**Source document**
..........

But she does identify another big issue: the intensity of executive recruitment.
Senior campaigns can involve technical panels, assessment centres and final interviews with elected members. They can require substantial prep, often demanding candidates use annual leave and invest major time and energy.
You can see how if someone’s already unsure whether to apply, it nudges the dial towards ‘next time’. And it also creates another filter – testing not only who’s suitable, but who has enough spare capacity to participate in the process.
For women already in demanding senior roles, often juggling heavy workloads and life-loads, it’s a huge blocker.
A process can be technically ‘fair’ – panels balanced; managers trained on bias, etc – but still practically harder for some candidates to navigate. Which makes it unfair, but in a sneakier way.
Rebecca challenges recruiters, not to reduce rigour but to design assessment more intelligently. She argues for better, more pointed assessment that helps organisations judge fit earlier, rather than “processes that keep getting bigger and bigger.”
That’s a useful provocation for TA leaders:
- Does every stage of your process earn its place?
- Does every task genuinely inform decision-making?
- Does every interaction help both sides understand fit?
If not, your recruitment risks selecting for endurance and availability, not leadership potential.
High-quality feedback keeps women in the leadership pipeline
In senior recruitment organisations can be uncomfortable giving direct, specific feedback. Sometimes they “vanilla it” because they’re worried about saying the wrong thing or creating risk.
But vague feedback (or even ghosting) can be damaging longer-term. If a candidate’s told only that they weren’t quite right, they’ll probably fill in the gaps themselves – often retreating to those narratives: ‘I wasn’t senior enough’; ‘I wasn’t ready enough’.
Rebecca argues that candidates need high-quality feedback that’s specific enough to be useful, to help candidates build capability and confidence to stay in leadership pipelines.

..........

**Work order 1**
In one to three sentences, explain why the piece on senior recruitment calls vague feedback damaging in the longer term.
**Work order 2**
Resume the piece on senior recruitment after its final sentence.
The listing that follows has nothing to do with the work here.

..........

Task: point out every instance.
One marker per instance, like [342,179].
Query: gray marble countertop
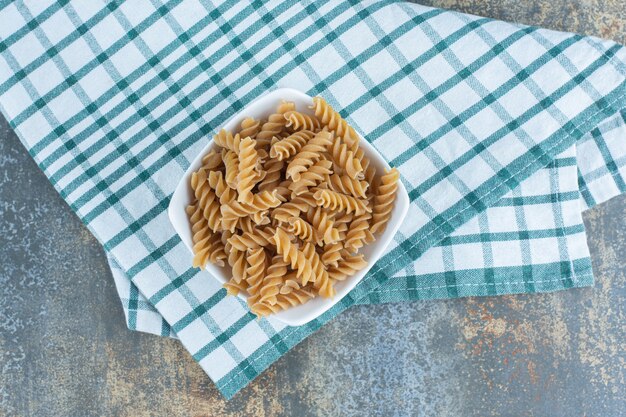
[65,350]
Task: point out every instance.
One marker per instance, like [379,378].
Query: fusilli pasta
[287,204]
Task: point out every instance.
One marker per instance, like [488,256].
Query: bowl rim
[269,100]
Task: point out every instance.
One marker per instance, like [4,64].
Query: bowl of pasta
[288,206]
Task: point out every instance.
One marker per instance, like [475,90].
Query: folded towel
[482,118]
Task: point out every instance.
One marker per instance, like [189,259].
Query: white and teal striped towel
[503,134]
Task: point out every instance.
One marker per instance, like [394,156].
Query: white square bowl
[261,108]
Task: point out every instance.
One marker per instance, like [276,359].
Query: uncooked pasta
[287,203]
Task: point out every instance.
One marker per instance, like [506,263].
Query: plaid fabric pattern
[113,100]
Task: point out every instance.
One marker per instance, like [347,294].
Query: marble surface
[65,351]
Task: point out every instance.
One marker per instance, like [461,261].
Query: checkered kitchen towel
[497,130]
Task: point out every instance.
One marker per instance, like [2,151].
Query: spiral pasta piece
[335,201]
[282,190]
[275,124]
[218,183]
[234,210]
[249,128]
[231,163]
[309,154]
[301,228]
[320,277]
[291,145]
[301,121]
[293,255]
[207,245]
[207,199]
[234,288]
[248,170]
[369,171]
[245,224]
[273,175]
[270,287]
[384,199]
[288,203]
[258,238]
[293,208]
[227,140]
[315,175]
[237,261]
[333,120]
[345,159]
[332,254]
[347,267]
[257,264]
[212,161]
[357,232]
[323,226]
[347,185]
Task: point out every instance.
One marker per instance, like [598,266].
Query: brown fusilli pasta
[287,204]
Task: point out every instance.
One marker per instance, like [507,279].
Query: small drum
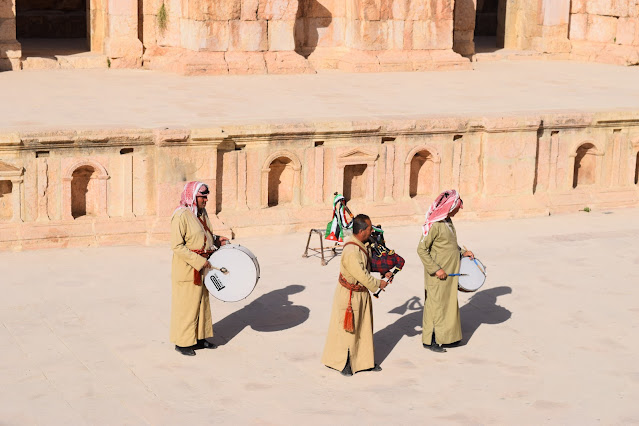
[243,271]
[474,275]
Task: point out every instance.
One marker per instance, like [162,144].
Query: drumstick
[222,269]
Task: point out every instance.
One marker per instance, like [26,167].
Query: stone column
[16,199]
[127,185]
[10,48]
[43,183]
[389,173]
[121,44]
[241,180]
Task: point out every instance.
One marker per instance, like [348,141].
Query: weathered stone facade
[108,187]
[301,36]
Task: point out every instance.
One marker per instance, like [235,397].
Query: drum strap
[197,275]
[349,317]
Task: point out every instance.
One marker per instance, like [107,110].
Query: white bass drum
[243,272]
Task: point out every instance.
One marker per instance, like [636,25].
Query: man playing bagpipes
[335,228]
[383,259]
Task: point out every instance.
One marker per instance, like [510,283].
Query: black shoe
[347,370]
[205,344]
[434,347]
[185,350]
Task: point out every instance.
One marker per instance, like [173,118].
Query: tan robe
[190,307]
[339,342]
[439,250]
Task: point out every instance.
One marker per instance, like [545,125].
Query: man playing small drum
[439,253]
[192,242]
[349,344]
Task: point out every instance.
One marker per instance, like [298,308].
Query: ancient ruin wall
[114,187]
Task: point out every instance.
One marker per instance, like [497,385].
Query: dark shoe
[205,344]
[434,347]
[347,370]
[185,350]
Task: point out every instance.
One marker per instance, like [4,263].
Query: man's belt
[197,276]
[349,318]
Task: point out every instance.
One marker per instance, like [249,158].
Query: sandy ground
[550,338]
[35,100]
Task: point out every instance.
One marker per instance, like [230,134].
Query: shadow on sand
[269,312]
[481,309]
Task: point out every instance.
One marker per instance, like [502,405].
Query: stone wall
[114,187]
[605,31]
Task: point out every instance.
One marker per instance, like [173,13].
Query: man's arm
[178,245]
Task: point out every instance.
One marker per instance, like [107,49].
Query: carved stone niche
[84,192]
[421,172]
[356,171]
[587,165]
[281,180]
[11,179]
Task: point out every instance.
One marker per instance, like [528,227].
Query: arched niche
[84,191]
[356,174]
[281,179]
[421,171]
[586,165]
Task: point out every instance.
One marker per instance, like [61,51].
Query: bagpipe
[383,259]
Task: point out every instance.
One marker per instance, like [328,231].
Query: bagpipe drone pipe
[383,259]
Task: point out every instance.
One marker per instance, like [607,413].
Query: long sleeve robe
[439,250]
[190,307]
[355,268]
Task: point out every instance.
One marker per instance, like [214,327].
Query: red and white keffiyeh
[445,203]
[191,190]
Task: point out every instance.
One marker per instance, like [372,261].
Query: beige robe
[355,268]
[439,250]
[190,307]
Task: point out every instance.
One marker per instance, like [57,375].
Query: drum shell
[243,273]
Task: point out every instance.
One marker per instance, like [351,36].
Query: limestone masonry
[302,36]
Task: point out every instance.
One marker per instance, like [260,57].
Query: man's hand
[441,274]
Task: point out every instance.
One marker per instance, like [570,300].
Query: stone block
[7,29]
[578,6]
[245,62]
[368,10]
[578,26]
[432,35]
[465,14]
[418,10]
[281,35]
[442,9]
[248,36]
[287,63]
[123,7]
[370,35]
[7,9]
[277,10]
[11,50]
[627,29]
[218,36]
[602,29]
[607,7]
[248,10]
[193,34]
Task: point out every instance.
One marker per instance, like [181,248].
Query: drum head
[243,273]
[476,274]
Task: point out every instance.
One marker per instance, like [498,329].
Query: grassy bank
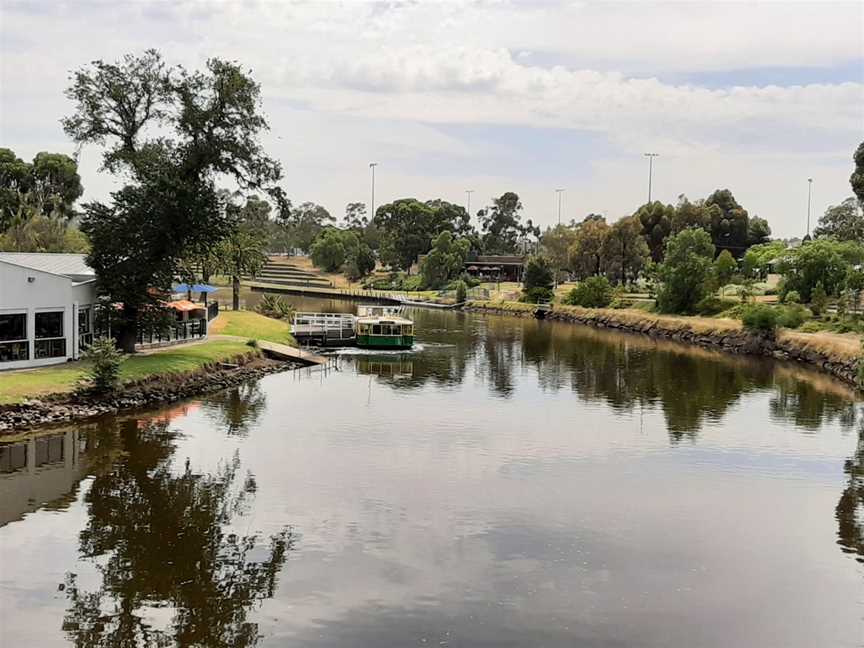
[16,386]
[252,326]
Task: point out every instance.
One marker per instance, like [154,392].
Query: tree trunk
[128,333]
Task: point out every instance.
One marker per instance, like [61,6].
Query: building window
[50,342]
[49,325]
[85,334]
[13,457]
[13,338]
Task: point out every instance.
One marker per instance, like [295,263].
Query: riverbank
[156,389]
[834,354]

..........

**Answer box 1**
A candidate who hears only that they weren't quite right will probably fill in the gaps themselves. They often fall back on narratives such as "I wasn't senior enough" or "I wasn't ready enough."

**Answer box 2**
Build your female leadership pipeline early
Senior leadership diversity doesn’t start with senior leadership recruitment. By the time you’re appointing a chief executive, director or senior leader, much of the pipeline’s already been shaped.
Who saw the sector as relevant? Who joined? Who stayed? Who understood how to progress? Who felt they belonged? Who was supported through the early stages of their career?
If we want to attract more women into senior leadership positions, we need to attract more women and keep them here.
- If young women don’t see a sector as relevant, purposeful or accessible to start their career, we’re losing our in-funnel.
- If they enter but find the workplace confusing or unsupported, they’re less likely to stay.
- If they stay but can’t see progression routes, they’re less likely to grow towards leadership.
People don’t suddenly become ready for senior leadership the moment a director role opens. They build readiness through years of positive reinforcement, visible routes, useful feedback, manageable transitions and support that helps them keep moving.
If organisations want diverse senior shortlists in the future, they need to invest in the earlier moments that make those shortlists possible.
The real question: where are you losing women?
This episode of The View shows that the number of women in senior leadership needs more than fair selection at the end of the process.
Organisations need to understand the bigger picture, to know where they’re losing women before that point.
- Are women seeing the opportunity?
- Are they entering the sector?
- Are they staying long enough to progress?
- Are they being encouraged to step up?
- Do senior roles feel compatible with real life?
- Are your recruitment processes proportionate?
- Does feedback help them try again?
- Are early-career women being supported into long-term progression?
If you want more women in senior leadership, you need to remove the hidden friction that stops women moving forward at every stage, from early attraction to onboarding, progression to executive assessment, rejection to future readiness.